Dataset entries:
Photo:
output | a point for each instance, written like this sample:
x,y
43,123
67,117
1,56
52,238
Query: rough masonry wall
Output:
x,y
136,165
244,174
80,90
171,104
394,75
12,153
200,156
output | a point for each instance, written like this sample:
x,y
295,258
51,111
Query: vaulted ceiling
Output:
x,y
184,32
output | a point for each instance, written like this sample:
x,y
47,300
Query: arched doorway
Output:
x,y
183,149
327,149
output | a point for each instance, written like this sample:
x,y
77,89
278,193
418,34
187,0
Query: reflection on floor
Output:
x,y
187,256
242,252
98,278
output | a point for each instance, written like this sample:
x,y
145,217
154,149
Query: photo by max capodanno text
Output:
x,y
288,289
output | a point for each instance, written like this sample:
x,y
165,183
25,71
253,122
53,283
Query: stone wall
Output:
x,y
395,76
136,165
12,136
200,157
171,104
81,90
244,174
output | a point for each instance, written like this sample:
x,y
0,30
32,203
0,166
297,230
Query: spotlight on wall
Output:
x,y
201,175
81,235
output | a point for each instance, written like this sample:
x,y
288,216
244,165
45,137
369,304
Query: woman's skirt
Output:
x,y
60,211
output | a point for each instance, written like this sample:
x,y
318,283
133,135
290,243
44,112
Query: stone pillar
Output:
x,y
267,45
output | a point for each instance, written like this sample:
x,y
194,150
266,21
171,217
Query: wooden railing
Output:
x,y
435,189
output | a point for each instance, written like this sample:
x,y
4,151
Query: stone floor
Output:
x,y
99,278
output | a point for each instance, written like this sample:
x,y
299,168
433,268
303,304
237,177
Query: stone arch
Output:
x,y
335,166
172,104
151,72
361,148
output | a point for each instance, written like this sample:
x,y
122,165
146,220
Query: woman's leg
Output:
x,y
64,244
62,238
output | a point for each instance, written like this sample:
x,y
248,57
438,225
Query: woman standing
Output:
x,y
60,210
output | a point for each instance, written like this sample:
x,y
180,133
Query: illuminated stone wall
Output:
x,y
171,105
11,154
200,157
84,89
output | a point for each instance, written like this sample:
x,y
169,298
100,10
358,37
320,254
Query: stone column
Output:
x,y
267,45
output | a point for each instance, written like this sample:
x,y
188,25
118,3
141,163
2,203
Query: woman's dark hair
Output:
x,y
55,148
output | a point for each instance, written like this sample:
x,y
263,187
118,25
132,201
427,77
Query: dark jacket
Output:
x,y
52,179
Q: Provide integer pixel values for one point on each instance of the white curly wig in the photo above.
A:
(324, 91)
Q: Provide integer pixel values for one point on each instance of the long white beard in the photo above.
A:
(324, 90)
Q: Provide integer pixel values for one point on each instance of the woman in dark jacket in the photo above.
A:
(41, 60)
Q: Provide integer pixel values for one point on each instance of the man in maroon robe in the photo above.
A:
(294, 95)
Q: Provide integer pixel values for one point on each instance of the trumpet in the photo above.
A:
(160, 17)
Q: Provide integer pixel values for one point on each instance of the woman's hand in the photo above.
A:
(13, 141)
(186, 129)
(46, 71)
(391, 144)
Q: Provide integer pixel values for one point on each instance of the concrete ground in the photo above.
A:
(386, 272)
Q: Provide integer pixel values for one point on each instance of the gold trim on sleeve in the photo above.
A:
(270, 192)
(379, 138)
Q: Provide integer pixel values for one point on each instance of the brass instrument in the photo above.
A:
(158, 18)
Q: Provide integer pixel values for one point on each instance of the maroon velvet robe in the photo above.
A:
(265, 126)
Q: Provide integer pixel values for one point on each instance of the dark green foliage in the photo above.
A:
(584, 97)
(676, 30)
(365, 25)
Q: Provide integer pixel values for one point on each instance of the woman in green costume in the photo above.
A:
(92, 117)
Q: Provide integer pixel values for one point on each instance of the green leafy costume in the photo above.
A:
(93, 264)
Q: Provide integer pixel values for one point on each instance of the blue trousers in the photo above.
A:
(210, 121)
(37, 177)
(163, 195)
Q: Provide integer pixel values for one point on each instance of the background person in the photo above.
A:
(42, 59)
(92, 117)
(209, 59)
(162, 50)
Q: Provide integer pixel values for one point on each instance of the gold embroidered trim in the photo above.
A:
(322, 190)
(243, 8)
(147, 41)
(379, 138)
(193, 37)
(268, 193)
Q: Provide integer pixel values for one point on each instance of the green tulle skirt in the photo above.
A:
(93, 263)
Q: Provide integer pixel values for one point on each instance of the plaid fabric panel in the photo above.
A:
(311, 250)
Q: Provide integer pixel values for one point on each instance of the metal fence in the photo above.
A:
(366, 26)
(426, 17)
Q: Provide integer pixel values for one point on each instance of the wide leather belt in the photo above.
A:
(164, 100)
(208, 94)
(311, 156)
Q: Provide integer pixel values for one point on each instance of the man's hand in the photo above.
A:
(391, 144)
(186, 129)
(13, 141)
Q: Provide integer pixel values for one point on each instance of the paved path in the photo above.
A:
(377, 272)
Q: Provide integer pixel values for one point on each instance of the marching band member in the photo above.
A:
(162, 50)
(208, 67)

* What you will do
Without changing a word, write out each entry again.

* Result for this task
Photo:
output | a point for each instance, written like this sample:
x,y
43,123
67,117
1,56
52,238
Query: rough masonry wall
Output:
x,y
136,165
244,174
80,90
171,104
394,75
12,153
200,156
output | a point for each instance, written like this sample:
x,y
295,258
51,111
Query: vaulted ceiling
Output:
x,y
184,32
output | a point for each instance, written like this sample:
x,y
47,300
Query: arched doorway
Output:
x,y
183,149
327,149
output | a point for each instance, written like this sample:
x,y
77,89
278,193
418,34
187,0
Query: reflection on floor
Output:
x,y
187,256
242,252
98,278
output | a point for each instance, written like this sample:
x,y
145,217
154,149
Query: photo by max capodanno text
Output:
x,y
288,289
output | a point for each instance, written like this sample:
x,y
165,183
25,71
253,122
53,283
Query: stone wall
Output:
x,y
395,76
136,165
12,136
200,157
171,104
81,90
244,174
output | a point for each instance, written like this sample:
x,y
0,30
32,203
0,166
297,230
Query: spotlight on wall
Output:
x,y
201,175
81,235
output | a point for each instance, written like this sample:
x,y
288,216
244,165
45,137
369,304
Query: woman's skirt
Output:
x,y
60,211
output | a point for each instance, written like this sample:
x,y
318,283
133,135
290,243
44,112
Query: stone pillar
Output:
x,y
267,45
output | a point for each instance, written like this sample:
x,y
194,150
266,21
171,217
Query: wooden railing
Output:
x,y
435,189
output | a point for each instance, written like this sample:
x,y
4,151
Query: stone floor
Output:
x,y
99,278
output | a point for each instance, written like this sample:
x,y
299,168
433,268
303,304
237,177
Query: stone arch
Output:
x,y
335,166
172,104
151,72
361,148
output | a point for each instance, written like this sample:
x,y
122,165
146,220
Query: woman's leg
Output:
x,y
64,244
62,238
output | a point for each instance, written like this sample:
x,y
248,57
438,225
Query: woman standing
Output:
x,y
60,210
output | a point for each instance, written like this sample:
x,y
180,133
Query: illuminated stone wall
Output:
x,y
171,105
11,154
200,157
84,89
output | a point for each instance, written like this sample:
x,y
169,298
100,10
358,37
320,254
Query: stone column
Output:
x,y
267,45
output | a point for each instance, written like this sample:
x,y
188,25
118,3
141,163
2,203
Query: woman's dark hair
Output:
x,y
55,148
output | a point for each instance, written like this sample:
x,y
263,187
118,25
132,201
427,77
Query: dark jacket
Output:
x,y
52,179
Q: Provide integer pixel values for one point on each instance of the white curly wig in the photo above.
A:
(324, 91)
Q: Provide integer pixel values for one point on each instance of the long white beard in the photo above.
A:
(324, 90)
Q: Provide integer pixel values for one point on each instance of the woman in dark jacket in the photo above.
A:
(41, 60)
Q: Provide integer pixel values for one point on each instance of the man in maroon robe in the photo above.
A:
(294, 95)
Q: Provide integer pixel values for one point on each instance of the trumpet in the photo above.
A:
(160, 17)
Q: Provide integer pixel values for one point on each instance of the woman's hand in the photo above.
A:
(13, 141)
(186, 129)
(46, 71)
(391, 144)
Q: Provide integer pixel values for one point on each instance of the concrete ground in the photo above.
A:
(386, 272)
Q: Provide integer pixel values for one point on each instance of the gold trim on sleeve in the photo above.
A:
(270, 192)
(379, 138)
Q: Provide integer pixel values for one point on each instance of the brass instrument in the photo above.
A:
(158, 18)
Q: Provide integer pixel values for one point on each instance of the maroon velvet robe in the photo above.
A:
(265, 126)
Q: Provide integer pixel values for one point on each instance of the dark green foliage in the photo above.
A:
(584, 97)
(676, 30)
(365, 25)
Q: Provide integer pixel values for one point on each instance of the woman in green costume in the photo above.
A:
(92, 117)
Q: Provide integer pixel values for one point on each instance of the green leafy costume in the photo above.
A:
(93, 264)
Q: Provide integer pixel values for one point on each instance of the blue trousers in the photo above.
A:
(210, 121)
(37, 177)
(163, 195)
Q: Provide integer pixel values for one point on each instance of the background person in the photo above.
A:
(42, 59)
(92, 117)
(209, 59)
(162, 50)
Q: Provide integer pixel values for one point on each instance of the gold embroidered trim in the photo above.
A:
(322, 190)
(243, 8)
(147, 41)
(379, 138)
(193, 37)
(268, 193)
Q: Provide integer pixel values for one point on each instance of the green tulle skirt in the photo above.
A:
(93, 263)
Q: Provide integer pixel values for one point on each instance of the plaid fabric panel in the photo above.
A:
(311, 250)
Q: Provide integer pixel values for one point on each instance of the metal fence in the photo above.
A:
(366, 26)
(426, 17)
Q: Provide integer pixel values for one point on each instance of the wide leather belt in the photo above.
A:
(164, 100)
(208, 94)
(311, 156)
Q: Provide integer pixel values for one point on each instance of the man's hand in the photo above.
A:
(391, 144)
(186, 129)
(13, 141)
Q: Provide integer pixel values for one point on each instance of the paved path in the photo above.
A:
(377, 272)
Q: Provide integer pixel values for one point on each instance of the marching band member in the photo above.
A:
(162, 50)
(208, 67)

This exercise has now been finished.